**ПРИВЕДЁННЫЙ ТЕКСТ**

Под «простотой» тут следует понимать художественную нужду, как и впоследствии в стихах Уоллеса Стивенса. Что такое была Монтенева «простота», его художественная нужда, для читателей его «Опытов»? Нужда и харизма в нем были едины и объясняют его замыслы в отношении нас. Он боится своей и нашей меланхолии — и предлагает свою мудрость в качестве противоядия от обеих. Его меланхолия сама по себе канонична, и таковой же сделалась его мудрость. Из всего написанного о канонической меланхолии мне больше всего нравится резюме Мэгги Килгур в исследовании «От причастия к каннибализму»:
Будучи связана с теориями о звездном влиянии, о насыщении человеческого тела силами постороннего происхождения, меланхолия ждет теорий поэтического влияния и с самого начала ассоциировалась с творческой личностью, считавшейся по сути своей амбивалентной. В меланхолии видели одновременно душевное состояние и болезнь, а также — сквозь призму соединенных теорий Галена и Аристотеля, исходно противоположных друг другу, — одновременно проклятие и благословение. Она была признаком и гения, и дурного даймона — как в древнем значении (добрый и злой духи, управляющие человеком), так и в современном (внутренние качества).

**СПИСОК ЗАПИСЕЙ**
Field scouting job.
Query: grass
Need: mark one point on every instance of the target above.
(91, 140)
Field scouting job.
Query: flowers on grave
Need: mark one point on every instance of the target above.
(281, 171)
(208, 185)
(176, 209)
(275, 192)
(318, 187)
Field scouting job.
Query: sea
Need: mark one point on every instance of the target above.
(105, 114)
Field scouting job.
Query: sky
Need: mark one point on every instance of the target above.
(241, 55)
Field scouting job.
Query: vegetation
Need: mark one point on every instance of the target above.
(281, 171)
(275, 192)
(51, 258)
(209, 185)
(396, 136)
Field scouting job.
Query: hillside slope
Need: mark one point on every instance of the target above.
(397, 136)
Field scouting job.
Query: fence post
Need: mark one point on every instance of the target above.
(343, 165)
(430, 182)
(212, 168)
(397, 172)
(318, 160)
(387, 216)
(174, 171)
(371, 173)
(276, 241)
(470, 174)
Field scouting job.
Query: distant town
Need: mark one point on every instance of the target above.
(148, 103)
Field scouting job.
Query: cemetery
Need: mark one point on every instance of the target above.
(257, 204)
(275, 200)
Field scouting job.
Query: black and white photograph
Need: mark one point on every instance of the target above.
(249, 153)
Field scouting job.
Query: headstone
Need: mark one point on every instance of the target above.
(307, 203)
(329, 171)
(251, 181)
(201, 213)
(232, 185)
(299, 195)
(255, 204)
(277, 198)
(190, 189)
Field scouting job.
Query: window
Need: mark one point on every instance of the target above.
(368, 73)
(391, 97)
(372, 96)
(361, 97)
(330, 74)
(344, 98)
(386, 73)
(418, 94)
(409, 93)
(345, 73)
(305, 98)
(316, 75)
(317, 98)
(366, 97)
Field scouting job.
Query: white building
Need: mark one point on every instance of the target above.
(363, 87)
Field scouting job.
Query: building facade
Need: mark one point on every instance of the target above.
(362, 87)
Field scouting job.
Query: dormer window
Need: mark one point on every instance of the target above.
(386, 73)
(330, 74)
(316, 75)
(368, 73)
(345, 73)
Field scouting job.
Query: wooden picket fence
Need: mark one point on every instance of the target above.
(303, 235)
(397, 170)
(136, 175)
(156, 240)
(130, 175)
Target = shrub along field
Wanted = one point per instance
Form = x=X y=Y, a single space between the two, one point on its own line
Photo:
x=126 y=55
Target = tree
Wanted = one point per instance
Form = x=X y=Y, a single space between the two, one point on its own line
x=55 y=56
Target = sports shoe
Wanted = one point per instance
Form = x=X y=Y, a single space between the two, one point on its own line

**ЧТО СДЕЛАТЬ**
Как, согласно тексту о Монтене, называется исследование Мэгги Килгур, из которого взято резюме о канонической меланхолии? Отвечайте, опираясь только на приведённый текст.

**РЕШЕНИЕ ЗАДАЧИ**
«От причастия к каннибализму».